— Source document —
◇ ◇ ◇ ◇
- Decades:: 2000s; 2010s; 2020s;
- See also:: Other events of 2024 History of Bolivia • Years

= 2024 in Bolivia =

The following is a chronology of notable events from the year 2024 in Bolivia.

== Incumbents ==
=== National government ===
- President: Luis Arce (MAS)
- Vice President: David Choquehuanca (MAS)
- President of the Supreme Tribunal of Justice: Ricardo Torres
- President of the Supreme Electoral Tribunal: Oscar Hassenteufel
- President of the Plurinational Constitutional Tribunal: Paul Franco
- President of the Senate: Andrónico Rodríguez (MAS)
- President of the Chamber of Deputies: Jerges Mercado (PCB)
- Assembly: 3rd

==Events==
===March===
- March 23 – Bolivian census of 2024

===June===
- June 26 – 2024 Bolivian coup attempt: President Luis Arce accuses Bolivian Army commanding general Juan José Zúñiga of plotting a coup and calls for a general strike and blocking of roads to prevent it, leading to its failure and Zúñiga’s arrest later that day.

===July===
- July 1 – Bolivia summons its ambassador to Argentina after the latter’s president, Javier Milei calls the recent 2024 Bolivian coup attempt "fraudulent" and implies that it was staged.
- July 15 – President Arce announces the discovery of natural gas reserves with an estimated volume of 1.7 trillion cubic meters at the Mayaya X-1 field north of La Paz.
- July 21 – A bus heading to Chile collides head-on with a truck on a highway between Patacamaya and the Chilean town of Tambo Quemado, killing at least 22 people and injuring 16 others.

===September===
- September 17 – The March to Save Bolivia, a weeklong nationwide anti-government protest called on by former president Evo Morales, begins. At least 34 people are subsequently injured in clashes during the event.
◇ ◇ ◇ ◇
— Items —
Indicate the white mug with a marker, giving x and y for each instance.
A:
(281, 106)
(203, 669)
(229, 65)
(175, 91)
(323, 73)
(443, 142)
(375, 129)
◇ ◇ ◇ ◇
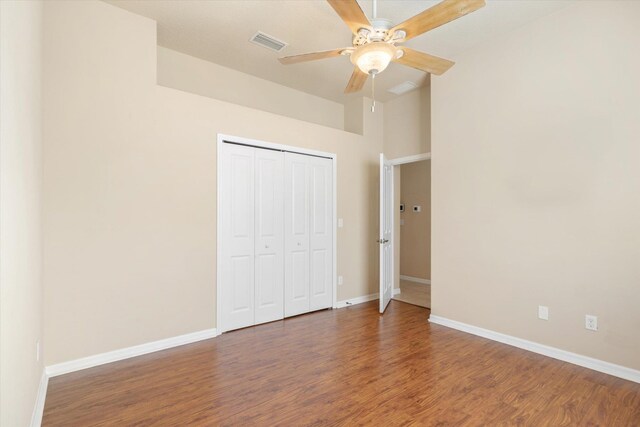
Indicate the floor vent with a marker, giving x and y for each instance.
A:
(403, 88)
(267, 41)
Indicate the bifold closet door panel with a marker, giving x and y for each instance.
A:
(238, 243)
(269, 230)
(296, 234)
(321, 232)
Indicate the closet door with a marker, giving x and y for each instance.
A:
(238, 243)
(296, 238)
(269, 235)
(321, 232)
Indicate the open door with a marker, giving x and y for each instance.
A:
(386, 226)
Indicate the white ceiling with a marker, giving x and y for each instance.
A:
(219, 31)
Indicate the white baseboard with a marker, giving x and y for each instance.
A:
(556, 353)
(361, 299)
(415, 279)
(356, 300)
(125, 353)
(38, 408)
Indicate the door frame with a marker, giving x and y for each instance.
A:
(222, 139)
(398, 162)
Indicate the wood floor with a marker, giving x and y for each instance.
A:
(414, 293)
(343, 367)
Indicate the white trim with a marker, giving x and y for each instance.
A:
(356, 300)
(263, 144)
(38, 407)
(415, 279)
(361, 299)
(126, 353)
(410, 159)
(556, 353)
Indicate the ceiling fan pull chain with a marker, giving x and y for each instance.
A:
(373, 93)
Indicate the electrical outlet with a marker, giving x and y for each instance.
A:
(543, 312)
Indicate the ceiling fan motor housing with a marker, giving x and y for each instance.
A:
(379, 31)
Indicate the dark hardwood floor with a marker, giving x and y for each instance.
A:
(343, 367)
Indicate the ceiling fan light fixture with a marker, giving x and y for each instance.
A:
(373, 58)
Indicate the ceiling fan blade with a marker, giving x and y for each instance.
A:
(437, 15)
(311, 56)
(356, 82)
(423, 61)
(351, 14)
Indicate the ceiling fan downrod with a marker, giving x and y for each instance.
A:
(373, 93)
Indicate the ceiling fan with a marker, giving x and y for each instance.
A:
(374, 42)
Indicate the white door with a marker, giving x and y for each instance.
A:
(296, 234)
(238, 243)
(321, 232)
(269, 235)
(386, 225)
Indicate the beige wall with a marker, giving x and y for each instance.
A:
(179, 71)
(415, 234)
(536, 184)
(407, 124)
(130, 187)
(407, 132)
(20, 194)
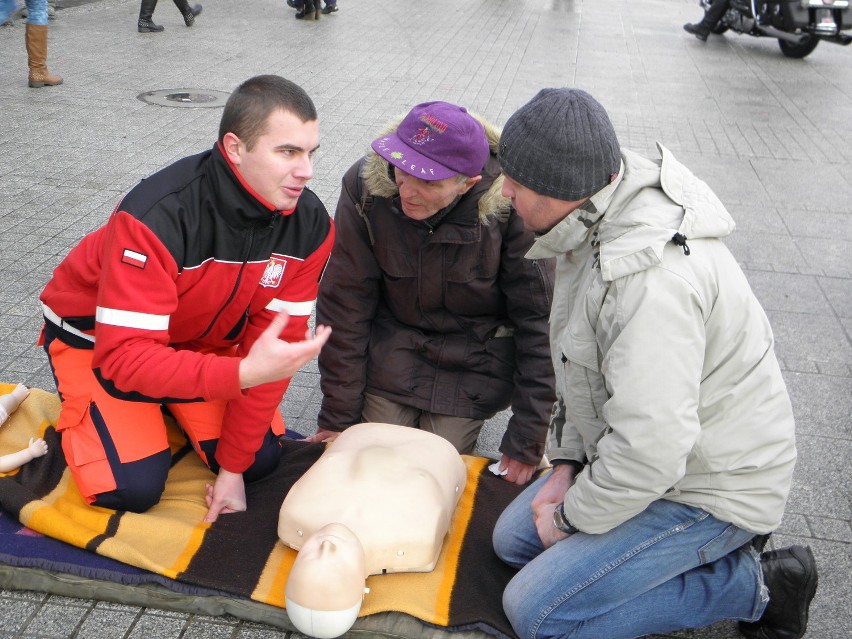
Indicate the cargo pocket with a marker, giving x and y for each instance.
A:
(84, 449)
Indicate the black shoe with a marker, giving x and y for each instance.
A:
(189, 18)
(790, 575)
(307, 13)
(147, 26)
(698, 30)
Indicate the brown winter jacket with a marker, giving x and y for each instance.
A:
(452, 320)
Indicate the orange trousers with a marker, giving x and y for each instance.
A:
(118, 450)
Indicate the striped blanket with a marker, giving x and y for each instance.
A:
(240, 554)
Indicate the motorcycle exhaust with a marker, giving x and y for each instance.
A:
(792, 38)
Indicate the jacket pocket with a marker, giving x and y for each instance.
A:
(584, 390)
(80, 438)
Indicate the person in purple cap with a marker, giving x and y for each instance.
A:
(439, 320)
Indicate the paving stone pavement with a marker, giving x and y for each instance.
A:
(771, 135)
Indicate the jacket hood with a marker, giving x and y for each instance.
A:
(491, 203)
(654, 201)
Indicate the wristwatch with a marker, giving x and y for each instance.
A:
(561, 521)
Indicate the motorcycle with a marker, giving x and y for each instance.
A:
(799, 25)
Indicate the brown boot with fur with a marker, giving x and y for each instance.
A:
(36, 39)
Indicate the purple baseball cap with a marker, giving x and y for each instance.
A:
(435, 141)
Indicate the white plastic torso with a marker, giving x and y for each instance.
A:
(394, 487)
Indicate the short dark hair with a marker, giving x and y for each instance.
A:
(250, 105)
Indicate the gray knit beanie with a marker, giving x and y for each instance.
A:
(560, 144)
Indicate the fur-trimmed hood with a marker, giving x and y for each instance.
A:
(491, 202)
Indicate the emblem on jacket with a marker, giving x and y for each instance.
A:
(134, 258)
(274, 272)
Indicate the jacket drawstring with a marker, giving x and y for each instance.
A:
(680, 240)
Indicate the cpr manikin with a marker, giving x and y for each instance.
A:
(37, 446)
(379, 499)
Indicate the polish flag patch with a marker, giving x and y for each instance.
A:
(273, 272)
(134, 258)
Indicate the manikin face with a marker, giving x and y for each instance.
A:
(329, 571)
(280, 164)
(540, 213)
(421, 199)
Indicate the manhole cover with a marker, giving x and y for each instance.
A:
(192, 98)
◇ ◇ ◇ ◇
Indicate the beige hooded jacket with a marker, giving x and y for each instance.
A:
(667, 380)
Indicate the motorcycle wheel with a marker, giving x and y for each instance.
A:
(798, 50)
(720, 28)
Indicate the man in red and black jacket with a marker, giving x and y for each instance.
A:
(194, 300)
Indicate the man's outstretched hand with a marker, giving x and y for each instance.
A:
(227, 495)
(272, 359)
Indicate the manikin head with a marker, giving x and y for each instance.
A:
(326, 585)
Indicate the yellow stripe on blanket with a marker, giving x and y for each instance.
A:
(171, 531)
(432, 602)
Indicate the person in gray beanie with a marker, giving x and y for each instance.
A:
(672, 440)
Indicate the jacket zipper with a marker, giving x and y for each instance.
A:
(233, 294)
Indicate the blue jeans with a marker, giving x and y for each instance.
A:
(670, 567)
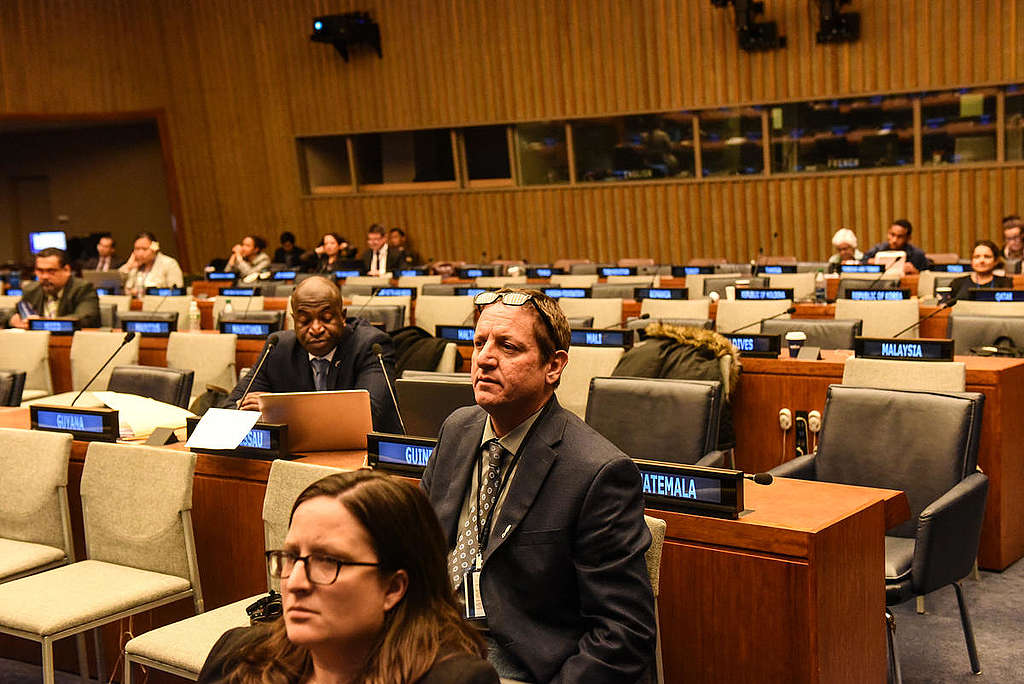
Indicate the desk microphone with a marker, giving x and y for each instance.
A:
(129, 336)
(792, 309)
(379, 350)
◇ ◇ ◇ ◇
— Stated problem —
Continue the 2024 Bolivia chronology from the point where it stops.

— Exercise output —
===October===
- 8 October – South Africa's genocide case against Israel: Bolivia intervenes in the genocide case on the side of South Africa.
- 27 October – Former president Evo Morales claims that he had survived an assassination attempt against him near a military garrison in Villa Tunari following a gun attack on his vehicle that injured his driver.

===November===
- 1 November –
  - Three military garrisons are seized by Evo Morales supporters in Chapare Province.
  - Evo Morales begins a hunger strike demanding that the Arce government engage in dialogue.
- 8 November – The Plurinational Constitutional Tribunal bars Evo Morales from running again for president in the 2025 Bolivian general election, citing his already exceeding the two-term limit.
- 27 November – The Supreme Tribunal of Justice of Bolivia allows the extradition of former anti-narcotics agency head Maximiliano Dávila-Perez to the United States, where he is indicted on cocaine smuggling and possession of machine guns. His extradition is finalized on 12 December.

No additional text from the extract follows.